# Extracted data
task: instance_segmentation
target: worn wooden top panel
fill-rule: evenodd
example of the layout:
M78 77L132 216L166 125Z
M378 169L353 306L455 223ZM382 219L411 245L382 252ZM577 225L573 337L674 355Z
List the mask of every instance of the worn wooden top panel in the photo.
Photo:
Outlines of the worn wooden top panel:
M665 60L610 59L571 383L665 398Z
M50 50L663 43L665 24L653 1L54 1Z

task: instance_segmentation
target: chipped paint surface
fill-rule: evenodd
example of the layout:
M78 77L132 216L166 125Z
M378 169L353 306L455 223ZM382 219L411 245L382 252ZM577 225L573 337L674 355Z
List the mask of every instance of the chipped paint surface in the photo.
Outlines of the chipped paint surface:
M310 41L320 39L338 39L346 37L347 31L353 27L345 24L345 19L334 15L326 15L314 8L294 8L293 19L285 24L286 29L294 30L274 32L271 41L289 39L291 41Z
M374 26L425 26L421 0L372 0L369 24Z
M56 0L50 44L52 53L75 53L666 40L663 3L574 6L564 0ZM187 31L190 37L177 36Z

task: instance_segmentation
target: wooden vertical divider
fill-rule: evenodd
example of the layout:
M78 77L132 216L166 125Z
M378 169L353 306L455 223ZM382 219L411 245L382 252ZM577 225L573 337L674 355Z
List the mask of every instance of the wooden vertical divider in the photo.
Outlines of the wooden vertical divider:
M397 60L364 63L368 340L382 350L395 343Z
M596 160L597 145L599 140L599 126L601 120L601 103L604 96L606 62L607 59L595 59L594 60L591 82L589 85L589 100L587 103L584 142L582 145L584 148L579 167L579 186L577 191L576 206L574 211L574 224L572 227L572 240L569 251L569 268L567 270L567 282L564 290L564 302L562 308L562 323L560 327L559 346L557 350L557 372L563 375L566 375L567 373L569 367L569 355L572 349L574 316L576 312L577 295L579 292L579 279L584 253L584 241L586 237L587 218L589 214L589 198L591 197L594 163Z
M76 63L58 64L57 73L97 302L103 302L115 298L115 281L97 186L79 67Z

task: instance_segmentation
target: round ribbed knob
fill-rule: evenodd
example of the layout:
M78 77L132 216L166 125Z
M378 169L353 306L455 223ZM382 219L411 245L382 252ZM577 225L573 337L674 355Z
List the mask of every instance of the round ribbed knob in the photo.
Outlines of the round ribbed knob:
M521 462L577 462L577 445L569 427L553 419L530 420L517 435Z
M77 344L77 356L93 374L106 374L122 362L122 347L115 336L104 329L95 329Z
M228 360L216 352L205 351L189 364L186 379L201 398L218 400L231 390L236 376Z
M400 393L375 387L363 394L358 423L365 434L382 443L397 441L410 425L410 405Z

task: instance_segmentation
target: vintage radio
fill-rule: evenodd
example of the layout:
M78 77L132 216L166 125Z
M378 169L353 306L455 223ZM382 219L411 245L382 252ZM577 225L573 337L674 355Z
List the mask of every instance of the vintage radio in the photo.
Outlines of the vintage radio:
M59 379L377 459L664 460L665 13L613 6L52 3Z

# To be done
Copy, character for character, every line from the start of the records through the line holding "M50 50L663 43L665 24L653 1L54 1Z", inclusive.

# Solution for this task
task: instance_segmentation
target: worn wooden top panel
fill-rule: evenodd
example of the layout:
M78 77L132 216L166 125Z
M378 169L353 306L455 223ZM382 219L411 245L382 252ZM577 225L573 337L674 355Z
List the mask of every instance of the worn wooden top panel in the photo.
Photo:
Outlines of the worn wooden top panel:
M665 60L610 59L571 383L665 398Z
M50 50L663 43L665 24L653 1L54 1Z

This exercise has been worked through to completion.